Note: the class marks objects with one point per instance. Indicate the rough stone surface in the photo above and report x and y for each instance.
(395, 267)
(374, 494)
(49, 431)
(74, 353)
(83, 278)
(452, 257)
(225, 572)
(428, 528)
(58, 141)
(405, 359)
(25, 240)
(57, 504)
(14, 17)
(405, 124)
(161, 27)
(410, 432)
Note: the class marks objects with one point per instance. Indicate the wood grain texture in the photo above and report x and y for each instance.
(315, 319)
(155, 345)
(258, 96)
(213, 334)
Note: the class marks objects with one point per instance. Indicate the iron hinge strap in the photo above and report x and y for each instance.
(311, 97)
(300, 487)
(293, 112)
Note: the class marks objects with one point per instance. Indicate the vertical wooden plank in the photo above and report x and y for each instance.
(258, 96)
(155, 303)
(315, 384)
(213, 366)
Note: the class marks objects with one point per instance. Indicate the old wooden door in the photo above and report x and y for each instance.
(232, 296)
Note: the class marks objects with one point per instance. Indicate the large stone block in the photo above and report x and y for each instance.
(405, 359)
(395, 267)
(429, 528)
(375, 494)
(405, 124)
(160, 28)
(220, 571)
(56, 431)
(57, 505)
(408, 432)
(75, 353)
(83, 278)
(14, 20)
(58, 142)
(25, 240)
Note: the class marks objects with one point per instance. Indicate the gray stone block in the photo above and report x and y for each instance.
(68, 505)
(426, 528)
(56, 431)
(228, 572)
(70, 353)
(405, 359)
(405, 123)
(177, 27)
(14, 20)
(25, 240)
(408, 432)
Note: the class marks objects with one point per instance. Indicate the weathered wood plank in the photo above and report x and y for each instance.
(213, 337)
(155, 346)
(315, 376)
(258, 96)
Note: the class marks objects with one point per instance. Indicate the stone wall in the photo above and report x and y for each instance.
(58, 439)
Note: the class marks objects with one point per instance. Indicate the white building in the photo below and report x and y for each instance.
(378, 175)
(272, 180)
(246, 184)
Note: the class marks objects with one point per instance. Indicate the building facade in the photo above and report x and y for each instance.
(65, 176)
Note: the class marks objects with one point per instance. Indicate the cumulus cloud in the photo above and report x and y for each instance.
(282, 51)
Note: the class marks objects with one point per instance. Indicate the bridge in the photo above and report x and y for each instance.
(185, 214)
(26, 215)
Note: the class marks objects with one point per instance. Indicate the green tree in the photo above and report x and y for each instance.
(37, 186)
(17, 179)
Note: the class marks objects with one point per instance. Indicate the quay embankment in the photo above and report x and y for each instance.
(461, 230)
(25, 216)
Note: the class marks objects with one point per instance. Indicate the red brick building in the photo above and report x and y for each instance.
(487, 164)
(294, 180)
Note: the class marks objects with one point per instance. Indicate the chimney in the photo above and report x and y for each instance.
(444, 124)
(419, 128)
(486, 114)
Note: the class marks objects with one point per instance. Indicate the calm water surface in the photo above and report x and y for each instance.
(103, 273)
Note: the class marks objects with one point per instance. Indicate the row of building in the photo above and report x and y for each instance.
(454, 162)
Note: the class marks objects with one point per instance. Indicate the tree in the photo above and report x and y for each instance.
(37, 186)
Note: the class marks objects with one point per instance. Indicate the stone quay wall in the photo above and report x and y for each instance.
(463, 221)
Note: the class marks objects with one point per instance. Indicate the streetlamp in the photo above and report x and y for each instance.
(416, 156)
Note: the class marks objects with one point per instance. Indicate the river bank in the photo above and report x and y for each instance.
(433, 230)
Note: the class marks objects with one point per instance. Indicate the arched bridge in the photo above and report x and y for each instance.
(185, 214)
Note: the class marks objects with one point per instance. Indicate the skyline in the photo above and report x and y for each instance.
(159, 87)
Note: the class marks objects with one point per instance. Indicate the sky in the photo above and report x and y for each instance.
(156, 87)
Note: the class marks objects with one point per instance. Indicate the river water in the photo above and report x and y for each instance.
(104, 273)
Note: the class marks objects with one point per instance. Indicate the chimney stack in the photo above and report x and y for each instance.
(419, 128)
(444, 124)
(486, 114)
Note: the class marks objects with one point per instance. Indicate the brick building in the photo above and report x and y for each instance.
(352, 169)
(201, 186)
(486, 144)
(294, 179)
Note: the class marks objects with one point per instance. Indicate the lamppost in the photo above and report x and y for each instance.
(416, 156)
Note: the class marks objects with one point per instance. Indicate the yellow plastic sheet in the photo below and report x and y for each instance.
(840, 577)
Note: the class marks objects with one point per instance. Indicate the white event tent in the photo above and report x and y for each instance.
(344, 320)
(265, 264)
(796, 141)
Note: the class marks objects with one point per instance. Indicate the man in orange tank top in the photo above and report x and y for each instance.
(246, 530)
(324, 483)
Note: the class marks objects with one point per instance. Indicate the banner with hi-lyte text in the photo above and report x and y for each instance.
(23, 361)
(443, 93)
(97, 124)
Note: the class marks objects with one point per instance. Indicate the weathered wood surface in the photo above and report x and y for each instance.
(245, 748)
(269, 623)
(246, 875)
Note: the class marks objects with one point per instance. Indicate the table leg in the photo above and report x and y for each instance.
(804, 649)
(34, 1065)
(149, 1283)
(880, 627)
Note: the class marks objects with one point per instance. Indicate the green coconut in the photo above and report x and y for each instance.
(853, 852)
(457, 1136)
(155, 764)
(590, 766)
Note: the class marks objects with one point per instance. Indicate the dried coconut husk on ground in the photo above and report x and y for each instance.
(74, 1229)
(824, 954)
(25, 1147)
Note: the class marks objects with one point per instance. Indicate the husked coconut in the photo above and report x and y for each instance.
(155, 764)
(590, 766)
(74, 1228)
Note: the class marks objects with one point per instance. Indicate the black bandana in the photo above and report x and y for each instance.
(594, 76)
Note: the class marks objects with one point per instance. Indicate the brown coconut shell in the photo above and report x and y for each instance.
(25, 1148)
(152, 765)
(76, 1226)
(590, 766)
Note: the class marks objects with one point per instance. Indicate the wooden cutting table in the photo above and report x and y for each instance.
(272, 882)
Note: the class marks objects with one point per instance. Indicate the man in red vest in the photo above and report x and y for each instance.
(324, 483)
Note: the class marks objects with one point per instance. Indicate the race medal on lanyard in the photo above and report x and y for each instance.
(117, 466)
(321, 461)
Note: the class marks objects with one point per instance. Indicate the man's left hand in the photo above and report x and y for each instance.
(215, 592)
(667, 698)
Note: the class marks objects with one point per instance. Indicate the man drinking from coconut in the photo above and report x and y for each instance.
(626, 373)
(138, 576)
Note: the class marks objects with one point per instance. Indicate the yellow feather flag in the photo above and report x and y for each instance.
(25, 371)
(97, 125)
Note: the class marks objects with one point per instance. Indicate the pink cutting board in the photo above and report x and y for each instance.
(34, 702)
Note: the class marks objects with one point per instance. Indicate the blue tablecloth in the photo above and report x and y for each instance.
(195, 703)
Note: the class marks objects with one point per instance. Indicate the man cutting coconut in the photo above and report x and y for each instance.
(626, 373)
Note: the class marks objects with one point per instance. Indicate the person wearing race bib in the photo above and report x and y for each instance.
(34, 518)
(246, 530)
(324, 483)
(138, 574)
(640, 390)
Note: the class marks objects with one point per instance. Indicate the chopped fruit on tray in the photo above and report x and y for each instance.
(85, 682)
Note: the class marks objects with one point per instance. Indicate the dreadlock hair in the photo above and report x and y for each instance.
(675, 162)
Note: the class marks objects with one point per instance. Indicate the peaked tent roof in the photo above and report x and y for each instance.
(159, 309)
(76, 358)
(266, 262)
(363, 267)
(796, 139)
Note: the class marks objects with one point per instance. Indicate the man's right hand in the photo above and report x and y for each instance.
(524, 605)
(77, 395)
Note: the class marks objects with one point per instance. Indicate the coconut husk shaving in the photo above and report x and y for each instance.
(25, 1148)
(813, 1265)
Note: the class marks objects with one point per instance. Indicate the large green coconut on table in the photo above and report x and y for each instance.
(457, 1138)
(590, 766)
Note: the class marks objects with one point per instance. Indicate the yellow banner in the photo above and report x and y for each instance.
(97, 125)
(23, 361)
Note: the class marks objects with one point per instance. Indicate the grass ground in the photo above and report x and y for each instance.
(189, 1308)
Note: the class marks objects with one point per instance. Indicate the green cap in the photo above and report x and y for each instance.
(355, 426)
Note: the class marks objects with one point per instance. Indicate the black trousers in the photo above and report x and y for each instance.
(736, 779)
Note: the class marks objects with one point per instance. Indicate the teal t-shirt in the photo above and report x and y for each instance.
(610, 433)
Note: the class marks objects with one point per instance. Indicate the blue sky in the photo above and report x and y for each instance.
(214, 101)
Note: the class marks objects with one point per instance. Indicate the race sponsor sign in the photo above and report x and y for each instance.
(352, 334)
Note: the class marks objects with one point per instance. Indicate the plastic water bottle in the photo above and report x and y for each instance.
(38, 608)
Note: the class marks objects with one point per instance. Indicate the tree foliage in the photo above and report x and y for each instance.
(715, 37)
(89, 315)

.....

* **WHAT THE TASK ASKS**: Begin with the line that contains "the man's right" and end with the last line of the records; set down every line in that span exactly, and nothing else.

* **OUTPUT OF THE EXERCISE**:
Note: the class marks objects with one point per instance. Indicate the man's right hand in the photo above and report x and y for each instance.
(524, 605)
(77, 395)
Note: the class marks objects with one point per instance. Indicate the coconut husk shaving in the photo above and report x and y for each instance.
(25, 1148)
(813, 1265)
Note: the class marks objects with one point per instance. Indicate the large green coconut on table in the photo above and report x and y for each instance.
(457, 1138)
(590, 766)
Note: the class marks objects with one point per instance. Indicate the yellow banner in the photo above and report x and y for each instance.
(97, 125)
(23, 361)
Note: the class marks objects with one point per instance. Indicate the grass ground in the photo above and report x and y for each instance.
(189, 1308)
Note: the class marks objects with one point per instance. Indicate the green cap in the photo above and report x and y for each instance.
(355, 426)
Note: the class marks objects with one point per instance. Indicate the black trousers in the photo above and report x and y for each instance.
(736, 779)
Note: the class marks objects with one point per instance. Indicate the teal t-shirt in the photo above and report x and y for each instance.
(610, 433)
Note: the class marks objects with one point per instance. Indicate the blue sky in the photo above and report x and y for each instance.
(214, 101)
Note: the class marks objects with one point per instance. Indicate the race sponsor sign in the photo above and report x and y for each instance.
(352, 334)
Note: the class marks objects with one point per instance. Indicate the plastic water bottle in the photo above and report x and y for each instance.
(38, 608)
Note: the class marks objects with one point per instance. Indicate the tree foliage in the photo above and report x and y for each instance.
(715, 37)
(89, 315)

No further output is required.